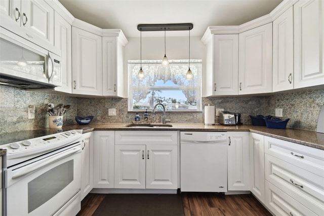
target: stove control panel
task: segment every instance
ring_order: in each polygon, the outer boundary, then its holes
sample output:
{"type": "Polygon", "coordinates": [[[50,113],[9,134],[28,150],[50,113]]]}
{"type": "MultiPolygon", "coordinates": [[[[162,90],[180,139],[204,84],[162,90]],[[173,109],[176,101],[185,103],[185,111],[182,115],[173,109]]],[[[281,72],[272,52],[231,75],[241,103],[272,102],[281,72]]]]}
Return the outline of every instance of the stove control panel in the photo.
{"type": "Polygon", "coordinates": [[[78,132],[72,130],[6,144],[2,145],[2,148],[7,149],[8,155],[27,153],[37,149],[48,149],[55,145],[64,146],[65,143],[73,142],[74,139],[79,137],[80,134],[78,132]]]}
☆ ☆ ☆ ☆ ☆
■ **WHAT NEEDS TO BE DONE**
Reproduce every line of the listing above, including the requests, and shift each coordinate in the answer outlines by adding 35 to it, leaving the sample output values unchanged. Omit the picture from your reply.

■ **ANSWER**
target: stove control panel
task: segment every instance
ring_order: in each polygon, the outer boundary, then its holes
sample output:
{"type": "Polygon", "coordinates": [[[50,113],[9,134],[28,150],[50,113]]]}
{"type": "MultiPolygon", "coordinates": [[[[162,90],[180,139],[204,84],[162,90]],[[173,109],[176,101],[185,103],[185,111],[182,115],[173,109]]],[[[281,72],[272,52],[231,75],[241,103],[272,102],[281,72]]]]}
Return the outline of every instance of the stove control panel in the photo.
{"type": "Polygon", "coordinates": [[[113,167],[107,165],[41,179],[37,180],[37,183],[42,184],[43,190],[62,188],[72,184],[83,184],[90,180],[99,181],[100,178],[108,177],[109,174],[114,172],[115,169],[113,167]]]}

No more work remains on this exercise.